> **What you have to do**
Pull out every line of the listing below that contains the word "uniform". Case counts.

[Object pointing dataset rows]
○ ○ ○ ○ ○

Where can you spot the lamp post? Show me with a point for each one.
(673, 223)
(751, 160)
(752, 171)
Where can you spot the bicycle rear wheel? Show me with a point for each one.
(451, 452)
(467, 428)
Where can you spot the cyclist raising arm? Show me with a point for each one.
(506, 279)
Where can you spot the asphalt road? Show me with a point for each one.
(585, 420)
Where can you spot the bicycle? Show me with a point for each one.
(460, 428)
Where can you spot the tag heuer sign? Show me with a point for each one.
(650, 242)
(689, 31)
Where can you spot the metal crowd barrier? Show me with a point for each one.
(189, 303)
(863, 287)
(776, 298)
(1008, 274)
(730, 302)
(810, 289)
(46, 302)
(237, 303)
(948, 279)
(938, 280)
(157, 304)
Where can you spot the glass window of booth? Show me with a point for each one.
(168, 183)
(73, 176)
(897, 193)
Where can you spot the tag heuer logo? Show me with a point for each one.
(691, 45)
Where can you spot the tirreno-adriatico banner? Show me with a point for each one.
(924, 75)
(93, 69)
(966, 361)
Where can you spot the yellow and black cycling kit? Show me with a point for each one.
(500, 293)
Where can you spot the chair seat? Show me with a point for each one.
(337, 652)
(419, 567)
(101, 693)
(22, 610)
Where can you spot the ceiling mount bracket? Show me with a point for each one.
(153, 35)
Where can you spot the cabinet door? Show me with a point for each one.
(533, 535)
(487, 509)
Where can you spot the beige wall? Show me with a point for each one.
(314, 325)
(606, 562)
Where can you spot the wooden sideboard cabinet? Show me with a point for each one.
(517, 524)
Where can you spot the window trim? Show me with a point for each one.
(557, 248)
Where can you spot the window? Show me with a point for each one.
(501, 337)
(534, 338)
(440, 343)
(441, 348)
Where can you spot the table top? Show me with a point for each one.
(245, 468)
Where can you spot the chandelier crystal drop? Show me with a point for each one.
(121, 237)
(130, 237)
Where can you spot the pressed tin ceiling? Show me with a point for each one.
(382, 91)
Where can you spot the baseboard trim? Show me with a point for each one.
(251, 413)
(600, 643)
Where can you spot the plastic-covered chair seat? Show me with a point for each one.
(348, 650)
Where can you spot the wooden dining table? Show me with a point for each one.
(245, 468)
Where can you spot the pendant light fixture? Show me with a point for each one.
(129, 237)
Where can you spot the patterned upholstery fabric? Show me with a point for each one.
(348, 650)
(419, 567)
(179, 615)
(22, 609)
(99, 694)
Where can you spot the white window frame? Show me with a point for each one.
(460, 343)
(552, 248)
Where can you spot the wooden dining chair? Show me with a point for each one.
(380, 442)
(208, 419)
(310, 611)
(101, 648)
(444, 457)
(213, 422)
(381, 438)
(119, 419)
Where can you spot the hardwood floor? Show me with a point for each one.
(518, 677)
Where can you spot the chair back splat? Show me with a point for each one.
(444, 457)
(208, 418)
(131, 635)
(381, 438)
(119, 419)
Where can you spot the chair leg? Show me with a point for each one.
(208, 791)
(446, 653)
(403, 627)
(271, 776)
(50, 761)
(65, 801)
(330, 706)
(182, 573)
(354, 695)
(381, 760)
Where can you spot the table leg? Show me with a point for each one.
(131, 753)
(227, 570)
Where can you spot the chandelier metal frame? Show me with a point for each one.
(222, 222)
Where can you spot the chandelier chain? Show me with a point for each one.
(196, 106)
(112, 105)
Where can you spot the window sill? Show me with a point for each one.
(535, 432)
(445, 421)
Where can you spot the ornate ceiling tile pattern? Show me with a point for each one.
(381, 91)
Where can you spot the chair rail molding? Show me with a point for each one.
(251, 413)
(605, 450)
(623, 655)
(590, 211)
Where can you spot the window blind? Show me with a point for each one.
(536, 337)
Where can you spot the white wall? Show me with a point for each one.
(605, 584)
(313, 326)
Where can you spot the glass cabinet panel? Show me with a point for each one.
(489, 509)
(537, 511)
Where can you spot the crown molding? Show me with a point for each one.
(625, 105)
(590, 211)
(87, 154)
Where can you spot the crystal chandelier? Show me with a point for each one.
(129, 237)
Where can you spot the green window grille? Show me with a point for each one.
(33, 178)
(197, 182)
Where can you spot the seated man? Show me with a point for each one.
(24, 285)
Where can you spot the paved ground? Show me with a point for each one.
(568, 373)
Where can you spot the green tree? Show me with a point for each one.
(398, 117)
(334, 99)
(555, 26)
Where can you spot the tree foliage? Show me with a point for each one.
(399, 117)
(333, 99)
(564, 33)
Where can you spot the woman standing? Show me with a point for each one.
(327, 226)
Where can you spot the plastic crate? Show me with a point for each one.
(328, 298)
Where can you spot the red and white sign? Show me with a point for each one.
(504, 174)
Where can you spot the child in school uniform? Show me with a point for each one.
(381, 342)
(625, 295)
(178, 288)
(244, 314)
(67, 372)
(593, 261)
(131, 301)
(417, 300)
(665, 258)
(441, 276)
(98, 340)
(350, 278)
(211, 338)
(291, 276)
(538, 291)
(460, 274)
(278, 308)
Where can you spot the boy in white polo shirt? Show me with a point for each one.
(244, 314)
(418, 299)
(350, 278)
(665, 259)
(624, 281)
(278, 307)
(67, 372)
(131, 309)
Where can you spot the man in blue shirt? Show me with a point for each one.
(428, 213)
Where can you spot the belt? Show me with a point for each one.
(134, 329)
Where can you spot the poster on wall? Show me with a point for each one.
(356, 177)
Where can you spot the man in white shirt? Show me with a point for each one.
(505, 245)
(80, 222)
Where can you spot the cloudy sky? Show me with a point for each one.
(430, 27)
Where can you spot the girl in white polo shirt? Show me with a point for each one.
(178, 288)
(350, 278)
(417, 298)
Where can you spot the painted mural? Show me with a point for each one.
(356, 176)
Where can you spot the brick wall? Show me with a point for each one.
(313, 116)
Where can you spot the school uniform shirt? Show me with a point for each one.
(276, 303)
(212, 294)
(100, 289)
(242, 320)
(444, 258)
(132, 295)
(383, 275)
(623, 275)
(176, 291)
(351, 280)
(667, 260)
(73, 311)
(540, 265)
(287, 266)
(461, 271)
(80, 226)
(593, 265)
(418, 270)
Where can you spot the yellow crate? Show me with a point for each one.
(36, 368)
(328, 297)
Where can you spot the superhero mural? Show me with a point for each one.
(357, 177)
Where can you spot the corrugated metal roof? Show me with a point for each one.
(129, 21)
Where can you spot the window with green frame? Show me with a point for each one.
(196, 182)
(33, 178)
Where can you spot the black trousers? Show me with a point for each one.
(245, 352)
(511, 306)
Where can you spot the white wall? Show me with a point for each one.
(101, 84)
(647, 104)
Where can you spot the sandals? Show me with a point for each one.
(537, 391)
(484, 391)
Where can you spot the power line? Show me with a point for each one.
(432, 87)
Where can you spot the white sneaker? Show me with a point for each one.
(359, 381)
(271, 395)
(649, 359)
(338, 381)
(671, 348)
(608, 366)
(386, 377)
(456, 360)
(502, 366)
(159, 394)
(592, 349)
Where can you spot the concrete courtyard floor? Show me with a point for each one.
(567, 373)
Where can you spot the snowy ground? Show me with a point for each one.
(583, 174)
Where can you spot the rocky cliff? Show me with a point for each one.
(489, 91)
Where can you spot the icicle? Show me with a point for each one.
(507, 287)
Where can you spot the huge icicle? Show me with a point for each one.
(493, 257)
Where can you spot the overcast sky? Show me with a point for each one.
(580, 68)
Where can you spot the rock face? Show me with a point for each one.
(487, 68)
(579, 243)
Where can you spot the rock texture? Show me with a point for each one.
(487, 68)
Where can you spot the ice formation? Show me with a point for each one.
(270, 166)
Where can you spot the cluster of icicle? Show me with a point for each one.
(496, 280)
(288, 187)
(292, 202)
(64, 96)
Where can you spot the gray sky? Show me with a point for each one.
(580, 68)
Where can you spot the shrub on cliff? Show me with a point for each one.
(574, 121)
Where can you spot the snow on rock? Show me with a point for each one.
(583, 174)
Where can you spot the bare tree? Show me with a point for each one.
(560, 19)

○ ○ ○ ○ ○

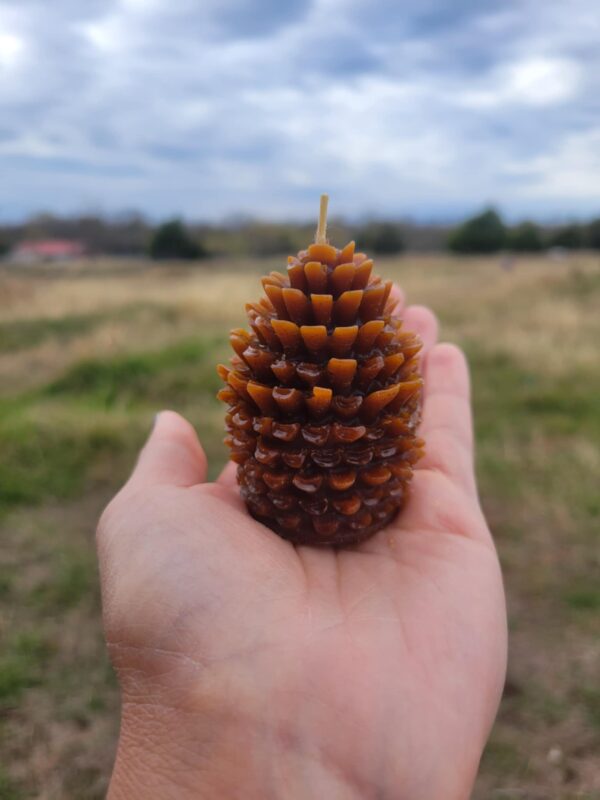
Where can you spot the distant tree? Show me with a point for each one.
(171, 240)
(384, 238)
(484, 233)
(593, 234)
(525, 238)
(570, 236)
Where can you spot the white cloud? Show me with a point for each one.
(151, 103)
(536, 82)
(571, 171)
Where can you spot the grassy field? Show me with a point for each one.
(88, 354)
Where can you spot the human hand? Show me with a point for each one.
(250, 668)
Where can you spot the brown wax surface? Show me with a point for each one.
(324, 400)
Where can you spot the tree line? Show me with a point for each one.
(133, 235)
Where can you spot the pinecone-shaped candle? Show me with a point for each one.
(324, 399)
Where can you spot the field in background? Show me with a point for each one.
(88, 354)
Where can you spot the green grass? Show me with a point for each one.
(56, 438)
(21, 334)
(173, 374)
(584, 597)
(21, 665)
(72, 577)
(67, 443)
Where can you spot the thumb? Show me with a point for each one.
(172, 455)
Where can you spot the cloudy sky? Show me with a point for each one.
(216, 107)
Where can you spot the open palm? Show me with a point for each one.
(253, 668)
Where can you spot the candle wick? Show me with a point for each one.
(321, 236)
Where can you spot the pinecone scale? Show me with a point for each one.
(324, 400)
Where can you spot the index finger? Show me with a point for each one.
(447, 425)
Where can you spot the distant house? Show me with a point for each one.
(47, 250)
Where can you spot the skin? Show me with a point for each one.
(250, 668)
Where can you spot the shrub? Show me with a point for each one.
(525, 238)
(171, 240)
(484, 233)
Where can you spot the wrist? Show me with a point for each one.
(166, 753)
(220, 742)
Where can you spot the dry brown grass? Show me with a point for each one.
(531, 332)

○ ○ ○ ○ ○

> **Answer to this task**
Where can you spot the child in school uniform? Show me with a point for each one.
Where can you spot the school uniform shirt? Show me with a point for each one.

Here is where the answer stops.